→ What is needed: Can you rewrite all the lines below as a numbered list, skipping any blank ones?

--- Start ---

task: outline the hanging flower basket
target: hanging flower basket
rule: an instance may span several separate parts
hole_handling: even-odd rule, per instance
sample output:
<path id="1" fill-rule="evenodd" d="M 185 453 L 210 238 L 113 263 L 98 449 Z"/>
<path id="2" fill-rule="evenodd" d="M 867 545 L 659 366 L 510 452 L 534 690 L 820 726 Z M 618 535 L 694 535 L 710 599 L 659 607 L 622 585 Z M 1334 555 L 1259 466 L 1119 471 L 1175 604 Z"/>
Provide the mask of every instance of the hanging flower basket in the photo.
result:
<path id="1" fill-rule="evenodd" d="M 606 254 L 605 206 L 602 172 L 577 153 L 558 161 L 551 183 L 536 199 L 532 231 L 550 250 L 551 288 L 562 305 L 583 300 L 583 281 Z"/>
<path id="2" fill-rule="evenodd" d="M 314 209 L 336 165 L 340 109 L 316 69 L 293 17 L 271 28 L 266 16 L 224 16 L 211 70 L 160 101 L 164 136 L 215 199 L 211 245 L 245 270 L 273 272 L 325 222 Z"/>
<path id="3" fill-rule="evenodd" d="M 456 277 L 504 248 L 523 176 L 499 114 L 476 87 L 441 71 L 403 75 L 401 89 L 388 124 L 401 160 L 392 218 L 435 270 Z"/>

--- End ---

→ Full output:
1. task: outline the hanging flower basket
2. target: hanging flower basket
3. rule: an instance may span several separate parts
4. hole_handling: even-odd rule, per instance
5. sample output:
6. <path id="1" fill-rule="evenodd" d="M 185 453 L 210 238 L 113 263 L 98 449 Z"/>
7. <path id="2" fill-rule="evenodd" d="M 867 545 L 659 366 L 510 452 L 534 690 L 820 726 Z M 618 535 L 694 535 L 710 599 L 659 607 L 622 585 Z M 1334 555 L 1259 466 L 1119 471 L 1175 604 Z"/>
8. Provide the mask of every instance of the hanging flower basket in the photo.
9. result:
10. <path id="1" fill-rule="evenodd" d="M 606 254 L 605 206 L 602 172 L 577 153 L 558 161 L 551 183 L 536 199 L 532 231 L 550 250 L 551 288 L 562 305 L 583 300 L 583 281 Z"/>
11. <path id="2" fill-rule="evenodd" d="M 314 209 L 336 165 L 340 109 L 316 69 L 293 17 L 271 28 L 266 16 L 224 16 L 211 70 L 160 101 L 164 136 L 215 199 L 211 245 L 245 270 L 273 272 L 325 222 Z"/>
12. <path id="3" fill-rule="evenodd" d="M 456 277 L 504 248 L 523 176 L 499 114 L 476 87 L 441 71 L 403 75 L 401 89 L 388 124 L 401 160 L 392 218 L 435 270 Z"/>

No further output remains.